— AIM —
Repeat the whole of the data, keeping every detail the same.

* BEGIN EXTRACTED ENTRIES *

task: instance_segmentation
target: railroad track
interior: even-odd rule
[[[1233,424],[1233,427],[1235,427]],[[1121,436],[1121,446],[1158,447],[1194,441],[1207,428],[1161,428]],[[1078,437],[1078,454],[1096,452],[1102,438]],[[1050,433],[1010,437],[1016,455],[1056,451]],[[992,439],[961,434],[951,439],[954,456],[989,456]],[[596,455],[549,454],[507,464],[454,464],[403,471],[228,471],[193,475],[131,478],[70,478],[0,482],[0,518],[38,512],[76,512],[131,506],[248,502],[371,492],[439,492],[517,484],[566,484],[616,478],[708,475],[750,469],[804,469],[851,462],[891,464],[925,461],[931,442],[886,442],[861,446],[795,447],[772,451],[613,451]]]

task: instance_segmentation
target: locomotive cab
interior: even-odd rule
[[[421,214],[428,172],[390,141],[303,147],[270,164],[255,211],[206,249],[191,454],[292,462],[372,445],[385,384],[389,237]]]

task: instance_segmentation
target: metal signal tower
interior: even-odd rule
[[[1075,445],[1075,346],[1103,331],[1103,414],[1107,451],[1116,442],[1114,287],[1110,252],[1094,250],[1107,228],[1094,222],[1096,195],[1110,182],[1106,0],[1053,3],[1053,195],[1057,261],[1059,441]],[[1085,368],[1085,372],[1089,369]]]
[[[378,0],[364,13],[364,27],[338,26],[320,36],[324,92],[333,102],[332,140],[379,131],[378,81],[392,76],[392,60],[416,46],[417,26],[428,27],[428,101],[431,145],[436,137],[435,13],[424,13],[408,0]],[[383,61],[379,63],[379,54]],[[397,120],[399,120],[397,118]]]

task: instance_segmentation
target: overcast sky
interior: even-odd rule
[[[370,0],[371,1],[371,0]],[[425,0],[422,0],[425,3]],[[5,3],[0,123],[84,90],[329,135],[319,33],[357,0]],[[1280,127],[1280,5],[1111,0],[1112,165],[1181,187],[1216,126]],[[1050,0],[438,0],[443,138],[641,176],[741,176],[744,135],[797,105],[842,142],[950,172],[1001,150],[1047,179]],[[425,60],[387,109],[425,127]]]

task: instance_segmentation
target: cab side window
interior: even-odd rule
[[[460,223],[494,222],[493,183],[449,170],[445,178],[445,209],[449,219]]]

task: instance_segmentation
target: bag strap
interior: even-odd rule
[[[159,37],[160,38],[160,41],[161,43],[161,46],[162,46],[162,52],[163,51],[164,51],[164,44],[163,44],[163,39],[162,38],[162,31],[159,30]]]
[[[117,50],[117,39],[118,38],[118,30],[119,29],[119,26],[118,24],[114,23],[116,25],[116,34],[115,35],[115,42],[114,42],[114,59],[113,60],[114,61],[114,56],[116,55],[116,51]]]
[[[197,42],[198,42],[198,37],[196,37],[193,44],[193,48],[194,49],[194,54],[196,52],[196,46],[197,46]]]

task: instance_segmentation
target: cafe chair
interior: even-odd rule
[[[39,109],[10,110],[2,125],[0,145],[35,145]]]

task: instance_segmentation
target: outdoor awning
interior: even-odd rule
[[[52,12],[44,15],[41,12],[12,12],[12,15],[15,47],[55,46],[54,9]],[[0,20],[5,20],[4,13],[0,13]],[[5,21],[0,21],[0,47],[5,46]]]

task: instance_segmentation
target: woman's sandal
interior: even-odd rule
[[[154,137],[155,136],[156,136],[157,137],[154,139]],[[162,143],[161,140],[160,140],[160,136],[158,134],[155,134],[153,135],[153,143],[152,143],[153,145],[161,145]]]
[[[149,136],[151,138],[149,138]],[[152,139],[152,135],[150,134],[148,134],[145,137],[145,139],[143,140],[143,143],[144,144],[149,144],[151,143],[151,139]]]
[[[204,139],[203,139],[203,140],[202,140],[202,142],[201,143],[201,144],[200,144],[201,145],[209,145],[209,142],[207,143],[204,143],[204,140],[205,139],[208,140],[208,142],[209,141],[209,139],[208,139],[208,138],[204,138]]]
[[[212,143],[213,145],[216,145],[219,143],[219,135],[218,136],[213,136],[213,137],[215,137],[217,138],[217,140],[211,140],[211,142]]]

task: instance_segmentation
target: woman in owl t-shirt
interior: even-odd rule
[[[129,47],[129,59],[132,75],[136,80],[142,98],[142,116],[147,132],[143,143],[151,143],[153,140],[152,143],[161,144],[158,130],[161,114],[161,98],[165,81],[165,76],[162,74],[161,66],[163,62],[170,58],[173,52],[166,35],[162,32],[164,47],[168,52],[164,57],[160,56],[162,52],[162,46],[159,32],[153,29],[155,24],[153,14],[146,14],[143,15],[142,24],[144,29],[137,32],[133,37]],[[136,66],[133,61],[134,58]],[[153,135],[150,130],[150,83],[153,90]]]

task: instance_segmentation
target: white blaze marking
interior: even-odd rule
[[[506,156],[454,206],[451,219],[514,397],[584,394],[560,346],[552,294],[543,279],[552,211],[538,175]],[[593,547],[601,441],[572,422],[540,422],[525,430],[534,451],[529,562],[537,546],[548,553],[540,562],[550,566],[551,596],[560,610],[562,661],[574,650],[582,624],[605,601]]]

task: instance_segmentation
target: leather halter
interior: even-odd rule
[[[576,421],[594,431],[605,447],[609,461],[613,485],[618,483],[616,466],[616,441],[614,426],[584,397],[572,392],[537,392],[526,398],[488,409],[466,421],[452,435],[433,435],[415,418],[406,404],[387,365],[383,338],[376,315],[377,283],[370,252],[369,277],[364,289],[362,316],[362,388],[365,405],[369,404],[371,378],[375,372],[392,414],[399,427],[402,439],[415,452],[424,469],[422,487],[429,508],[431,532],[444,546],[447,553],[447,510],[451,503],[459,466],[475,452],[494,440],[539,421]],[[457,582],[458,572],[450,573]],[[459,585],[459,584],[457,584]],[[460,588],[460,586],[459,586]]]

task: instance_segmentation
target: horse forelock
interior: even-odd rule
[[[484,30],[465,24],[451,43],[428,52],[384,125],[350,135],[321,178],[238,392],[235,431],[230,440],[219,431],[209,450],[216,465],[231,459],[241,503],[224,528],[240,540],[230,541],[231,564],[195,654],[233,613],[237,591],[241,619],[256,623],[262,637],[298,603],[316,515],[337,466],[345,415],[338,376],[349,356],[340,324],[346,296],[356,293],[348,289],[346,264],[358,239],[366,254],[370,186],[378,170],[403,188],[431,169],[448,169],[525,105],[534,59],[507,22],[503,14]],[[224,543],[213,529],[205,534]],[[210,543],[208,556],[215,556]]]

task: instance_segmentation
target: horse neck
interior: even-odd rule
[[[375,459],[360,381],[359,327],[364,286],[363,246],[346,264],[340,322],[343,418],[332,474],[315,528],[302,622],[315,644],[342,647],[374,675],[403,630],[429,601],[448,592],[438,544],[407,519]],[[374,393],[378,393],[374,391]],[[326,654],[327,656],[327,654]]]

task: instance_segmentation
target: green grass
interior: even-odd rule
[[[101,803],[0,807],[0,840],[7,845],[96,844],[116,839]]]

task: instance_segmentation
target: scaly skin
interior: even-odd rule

* END EXTRACTED ENTRIES *

— ANSWER TO THIS EXERCISE —
task: instance_segmentation
target: railroad track
interior: even-odd rule
[[[1233,424],[1233,427],[1235,427]],[[1121,436],[1121,446],[1158,447],[1194,441],[1207,428],[1161,428]],[[1078,437],[1078,454],[1096,452],[1102,438]],[[1050,433],[1010,437],[1016,455],[1056,451]],[[992,439],[961,434],[951,439],[954,456],[989,456]],[[596,455],[549,454],[507,464],[454,464],[403,471],[228,471],[193,475],[131,478],[70,478],[0,482],[0,518],[38,512],[76,512],[131,506],[248,502],[371,492],[439,492],[517,484],[566,484],[616,478],[708,475],[750,469],[804,469],[851,462],[891,464],[925,461],[931,442],[886,442],[861,446],[795,447],[772,451],[613,451]]]

task: instance_segmentation
target: locomotive cab
interior: even-odd rule
[[[421,214],[428,172],[390,141],[303,147],[270,164],[255,211],[206,249],[191,454],[292,462],[372,445],[385,384],[389,237]]]

task: instance_segmentation
target: metal signal tower
interior: even-odd rule
[[[1075,445],[1075,346],[1103,331],[1103,414],[1107,451],[1116,442],[1114,287],[1110,252],[1094,250],[1107,228],[1094,222],[1096,195],[1110,182],[1106,0],[1053,3],[1053,195],[1057,261],[1059,441]],[[1085,368],[1085,372],[1089,369]]]
[[[378,0],[364,13],[364,27],[338,26],[320,36],[324,92],[333,102],[332,140],[379,131],[378,81],[392,76],[392,60],[416,46],[417,26],[428,27],[428,101],[431,145],[436,137],[435,13],[424,13],[408,0]],[[383,61],[379,63],[379,54]],[[397,120],[399,120],[397,118]]]

task: instance_segmentation
target: overcast sky
interior: even-odd rule
[[[370,0],[371,1],[371,0]],[[425,0],[422,0],[425,3]],[[5,3],[0,123],[84,90],[329,135],[319,33],[357,0]],[[1280,127],[1280,5],[1111,0],[1112,165],[1181,187],[1216,126]],[[1050,0],[438,0],[443,138],[641,176],[741,176],[744,135],[797,105],[842,142],[950,172],[1001,150],[1047,179]],[[425,60],[387,109],[425,127]]]

task: instance_segmentation
target: cab side window
interior: even-odd rule
[[[460,223],[494,222],[493,183],[449,170],[445,178],[445,209],[449,219]]]

task: instance_segmentation
target: bag strap
interior: even-odd rule
[[[159,37],[160,38],[160,41],[161,43],[161,46],[162,46],[162,52],[163,51],[164,51],[164,44],[163,44],[163,39],[162,38],[162,31],[159,30]]]
[[[117,50],[117,39],[118,38],[118,30],[119,29],[119,26],[118,24],[114,23],[116,25],[116,34],[115,35],[115,42],[114,42],[114,59],[113,60],[114,61],[114,56],[116,55],[116,51]]]
[[[197,42],[198,42],[198,37],[196,37],[193,44],[193,48],[194,49],[194,54],[196,52],[196,46],[197,46]]]

task: instance_segmentation
target: cafe chair
interior: even-odd rule
[[[39,109],[10,110],[2,125],[0,145],[35,145]]]

task: instance_segmentation
target: outdoor awning
interior: even-odd rule
[[[52,12],[44,15],[41,12],[12,12],[12,15],[15,47],[55,46],[54,9]],[[0,20],[5,20],[4,13],[0,13]],[[5,21],[0,21],[0,47],[5,46]]]

task: instance_segmentation
target: woman's sandal
interior: even-odd rule
[[[154,137],[155,136],[156,136],[157,137],[154,139]],[[162,143],[161,140],[160,140],[160,136],[158,134],[155,134],[153,135],[153,143],[152,143],[153,145],[161,145]]]
[[[149,136],[151,138],[149,138]],[[152,139],[152,135],[150,134],[148,134],[145,137],[145,139],[143,140],[143,143],[144,144],[149,144],[151,143],[151,139]]]
[[[204,139],[203,139],[203,140],[202,140],[202,142],[201,143],[201,144],[200,144],[201,145],[209,145],[209,142],[207,143],[204,143],[204,140],[205,139],[208,140],[208,142],[209,141],[209,139],[208,139],[208,138],[204,138]]]
[[[212,143],[213,145],[216,145],[219,143],[219,135],[218,136],[213,136],[213,137],[215,137],[217,138],[217,140],[211,140],[211,142]]]

task: instance_segmentation
target: woman in owl t-shirt
interior: even-odd rule
[[[129,47],[129,59],[132,75],[136,80],[142,98],[142,116],[147,132],[143,143],[151,143],[153,140],[152,143],[161,144],[158,130],[161,114],[161,98],[165,81],[165,76],[162,74],[161,66],[163,62],[170,58],[173,52],[166,35],[162,32],[164,47],[168,52],[164,57],[160,56],[162,52],[162,46],[159,32],[153,29],[155,24],[153,14],[146,14],[143,15],[142,24],[144,29],[137,32],[133,37]],[[136,66],[133,61],[134,58]],[[153,135],[150,130],[150,83],[153,90]]]

task: instance_segmentation
target: white blaze marking
interior: even-odd rule
[[[506,156],[454,206],[451,219],[514,397],[584,394],[560,346],[552,294],[543,279],[552,211],[538,175]],[[593,547],[601,441],[572,422],[540,422],[525,430],[534,451],[529,562],[537,546],[548,553],[540,562],[550,566],[551,596],[560,610],[562,661],[574,650],[582,624],[605,601]]]

task: instance_segmentation
target: leather halter
interior: even-odd rule
[[[576,421],[594,431],[605,447],[609,461],[613,485],[618,483],[616,466],[616,441],[614,426],[584,397],[572,392],[537,392],[526,398],[488,409],[466,421],[452,435],[433,435],[415,418],[406,404],[387,365],[383,338],[376,315],[377,283],[370,252],[369,277],[364,289],[362,316],[362,388],[365,405],[369,404],[371,378],[375,372],[392,414],[399,427],[402,439],[415,452],[424,469],[422,487],[429,508],[431,532],[444,546],[447,553],[447,510],[451,503],[459,466],[475,452],[494,440],[539,421]],[[457,582],[458,572],[450,573]],[[459,585],[459,584],[457,584]],[[460,588],[460,586],[459,586]]]

task: instance_segmentation
target: horse forelock
interior: even-odd rule
[[[484,30],[465,24],[451,43],[428,52],[384,125],[350,135],[321,178],[238,392],[235,431],[230,440],[219,431],[209,450],[216,465],[231,459],[241,503],[224,528],[240,540],[230,541],[231,564],[195,654],[233,613],[237,591],[241,619],[256,623],[262,637],[298,603],[316,515],[337,466],[345,415],[338,376],[349,356],[340,324],[346,296],[356,293],[348,289],[346,264],[358,239],[366,254],[370,186],[378,170],[403,188],[431,169],[448,169],[525,105],[534,59],[507,22],[503,14]],[[224,543],[213,529],[205,534]],[[210,543],[208,556],[215,556]]]

task: instance_segmentation
target: horse neck
interior: even-odd rule
[[[375,459],[360,381],[359,327],[364,286],[363,246],[346,264],[340,322],[343,418],[332,474],[315,528],[302,622],[315,644],[342,647],[374,675],[403,630],[429,601],[448,592],[438,544],[407,519]],[[374,393],[378,393],[374,391]],[[326,654],[327,656],[327,654]]]

task: instance_segmentation
target: green grass
interior: even-odd rule
[[[101,803],[0,807],[0,840],[7,845],[96,844],[116,839]]]

task: instance_segmentation
target: scaly skin
interior: even-odd rule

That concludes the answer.